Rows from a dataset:
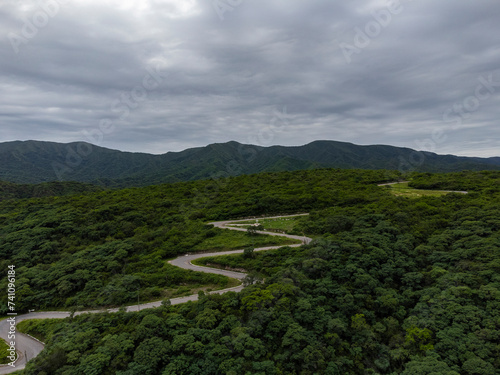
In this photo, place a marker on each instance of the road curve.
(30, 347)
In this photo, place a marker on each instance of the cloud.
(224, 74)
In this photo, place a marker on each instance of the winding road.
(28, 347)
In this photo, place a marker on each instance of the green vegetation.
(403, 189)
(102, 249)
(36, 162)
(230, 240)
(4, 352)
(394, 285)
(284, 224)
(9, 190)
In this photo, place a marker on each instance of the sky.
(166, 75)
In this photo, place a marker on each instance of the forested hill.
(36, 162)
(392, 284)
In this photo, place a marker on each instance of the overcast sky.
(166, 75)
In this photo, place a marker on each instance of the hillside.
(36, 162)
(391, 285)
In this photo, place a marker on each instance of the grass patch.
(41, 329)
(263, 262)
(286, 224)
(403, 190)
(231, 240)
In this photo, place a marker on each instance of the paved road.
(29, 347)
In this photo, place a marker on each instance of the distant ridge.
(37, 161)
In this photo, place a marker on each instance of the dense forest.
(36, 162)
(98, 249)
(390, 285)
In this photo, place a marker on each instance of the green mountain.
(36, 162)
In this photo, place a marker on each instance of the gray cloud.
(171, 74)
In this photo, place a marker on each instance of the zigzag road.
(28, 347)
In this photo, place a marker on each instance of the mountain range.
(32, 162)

Task prompt:
Please give every line of the rows above as a JSON list of strings, one string per line, with blank lines skipped and the pictures left out.

Reply to the exercise:
[
  "In this photo, place a marker on each instance of the road curve.",
  "(30, 347)",
  "In this photo, place a marker on each instance of the cloud.",
  "(224, 74)",
  "In this photo, place a marker on each instance of the winding road.",
  "(28, 347)",
  "In this photo, place a marker on each instance of the green vegetation.",
  "(403, 189)",
  "(102, 249)",
  "(36, 162)",
  "(230, 240)",
  "(4, 352)",
  "(394, 285)",
  "(284, 224)",
  "(9, 190)",
  "In this photo, place a marker on each instance of the sky.",
  "(166, 75)",
  "In this photo, place a marker on each instance of the forested hill.",
  "(36, 162)",
  "(392, 284)",
  "In this photo, place a marker on each instance of the overcast sky.",
  "(166, 75)",
  "In this photo, place a marker on each instance of the hillside.",
  "(36, 162)",
  "(391, 285)",
  "In this photo, place a marker on each instance of the grass patch.",
  "(41, 329)",
  "(263, 262)",
  "(286, 224)",
  "(403, 190)",
  "(231, 240)",
  "In this photo, place a marker on each instance of the paved road.",
  "(29, 347)",
  "In this photo, place a marker on each instance of the distant ridge.",
  "(37, 161)",
  "In this photo, place a marker on each instance of the dense forest.",
  "(36, 162)",
  "(98, 249)",
  "(390, 285)",
  "In this photo, place a marker on each instance of the green mountain.",
  "(36, 162)",
  "In this photo, place a marker on each instance of the gray cloud.",
  "(171, 74)",
  "In this photo, place a marker on each instance of the zigzag road.",
  "(28, 347)",
  "In this photo, place a marker on each instance of the mountain range.",
  "(32, 162)"
]